ASSIGNMENT:
Look through the lines below and copy each one that includes "left".

DATASET CONTENT:
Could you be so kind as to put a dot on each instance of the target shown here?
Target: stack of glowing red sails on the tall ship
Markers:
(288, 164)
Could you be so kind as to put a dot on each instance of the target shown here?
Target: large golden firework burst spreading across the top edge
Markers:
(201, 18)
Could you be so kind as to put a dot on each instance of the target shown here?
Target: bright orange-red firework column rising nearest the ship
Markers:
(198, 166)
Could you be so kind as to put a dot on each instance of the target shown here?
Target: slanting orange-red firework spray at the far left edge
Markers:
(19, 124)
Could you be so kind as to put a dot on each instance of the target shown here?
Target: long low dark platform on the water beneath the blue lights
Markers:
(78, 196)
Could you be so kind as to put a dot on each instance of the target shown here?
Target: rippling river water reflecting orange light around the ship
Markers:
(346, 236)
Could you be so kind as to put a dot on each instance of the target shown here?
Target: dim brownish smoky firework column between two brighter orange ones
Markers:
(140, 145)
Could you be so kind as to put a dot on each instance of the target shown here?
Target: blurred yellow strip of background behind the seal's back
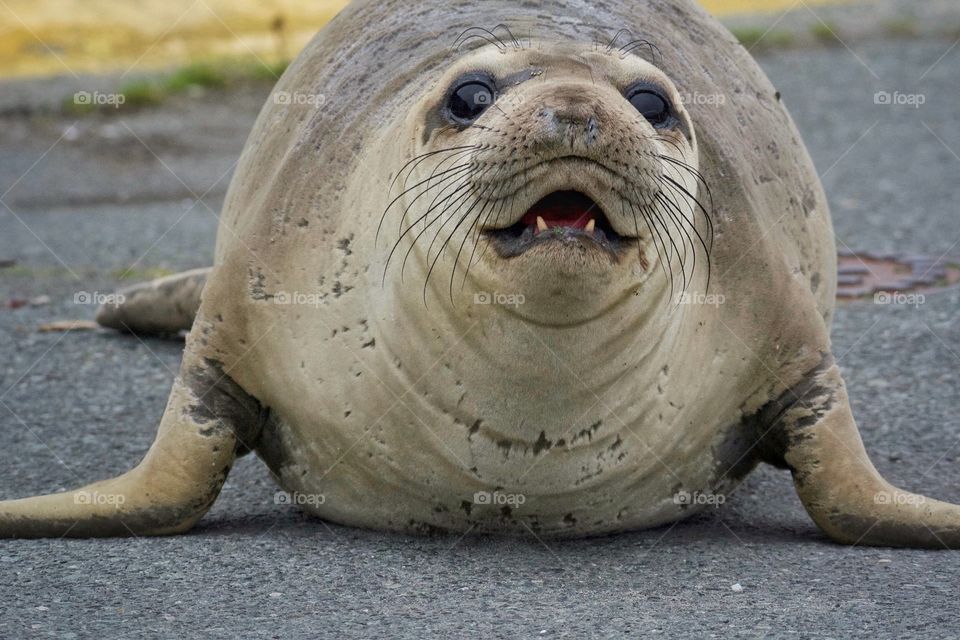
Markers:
(44, 37)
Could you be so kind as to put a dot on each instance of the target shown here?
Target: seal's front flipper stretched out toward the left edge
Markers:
(208, 422)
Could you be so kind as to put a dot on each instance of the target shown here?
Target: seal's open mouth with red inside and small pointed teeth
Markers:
(563, 216)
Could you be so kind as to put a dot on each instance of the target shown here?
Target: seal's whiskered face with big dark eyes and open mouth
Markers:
(564, 171)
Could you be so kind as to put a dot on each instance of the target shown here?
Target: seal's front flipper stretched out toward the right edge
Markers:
(811, 431)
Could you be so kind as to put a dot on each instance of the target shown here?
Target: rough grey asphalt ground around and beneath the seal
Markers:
(82, 406)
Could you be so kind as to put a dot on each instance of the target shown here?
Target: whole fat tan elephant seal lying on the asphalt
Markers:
(573, 274)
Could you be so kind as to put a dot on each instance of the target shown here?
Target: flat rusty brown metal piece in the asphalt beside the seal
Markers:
(863, 275)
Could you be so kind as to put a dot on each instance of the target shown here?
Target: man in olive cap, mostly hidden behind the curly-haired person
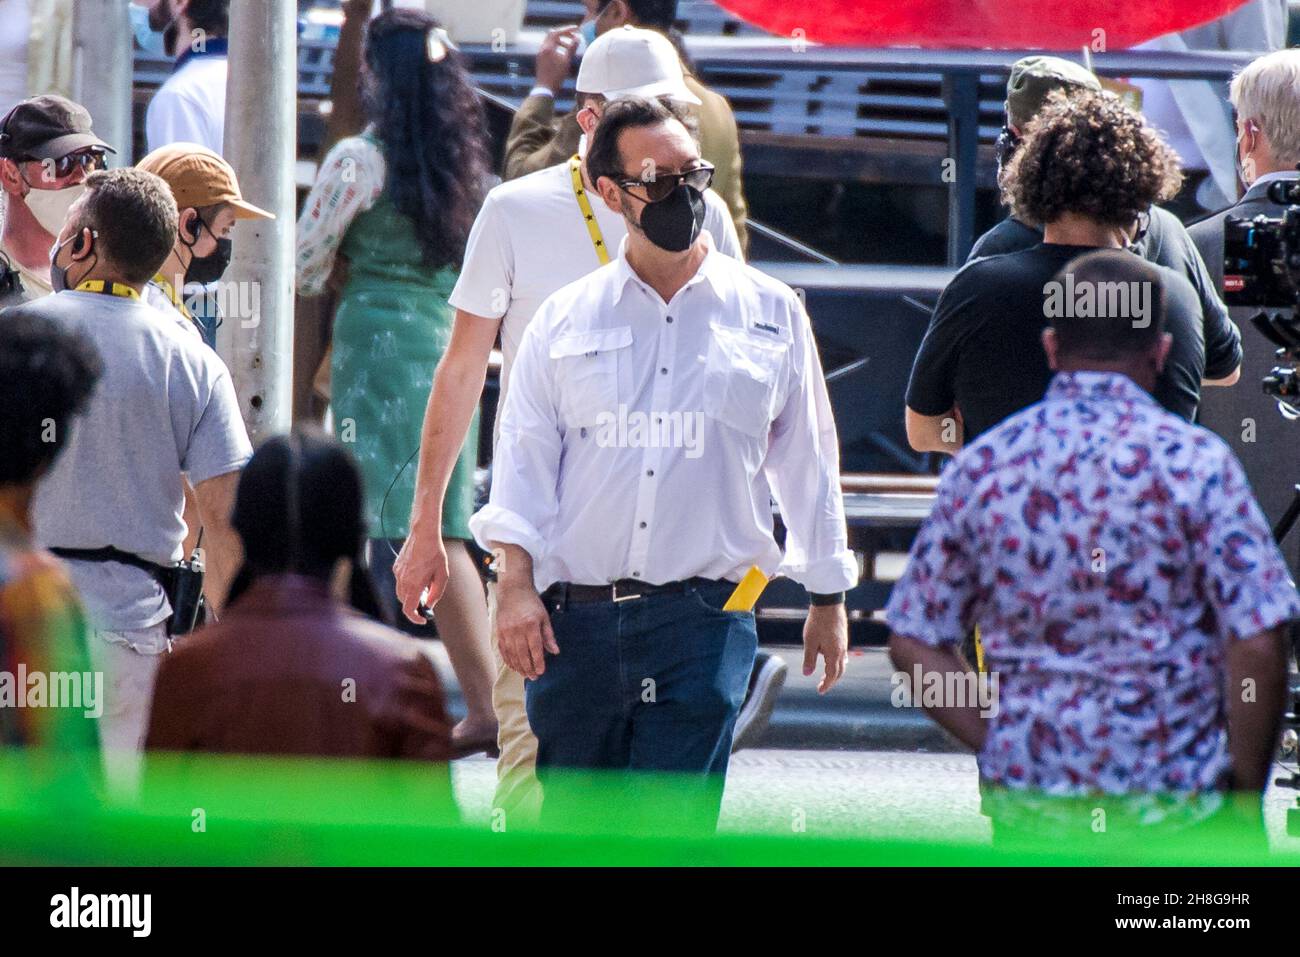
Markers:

RESPONSE TO THE TASK:
Target: slanting orange-red firework spray at the far left edge
Target: seal's front flipper stretched out toward the left edge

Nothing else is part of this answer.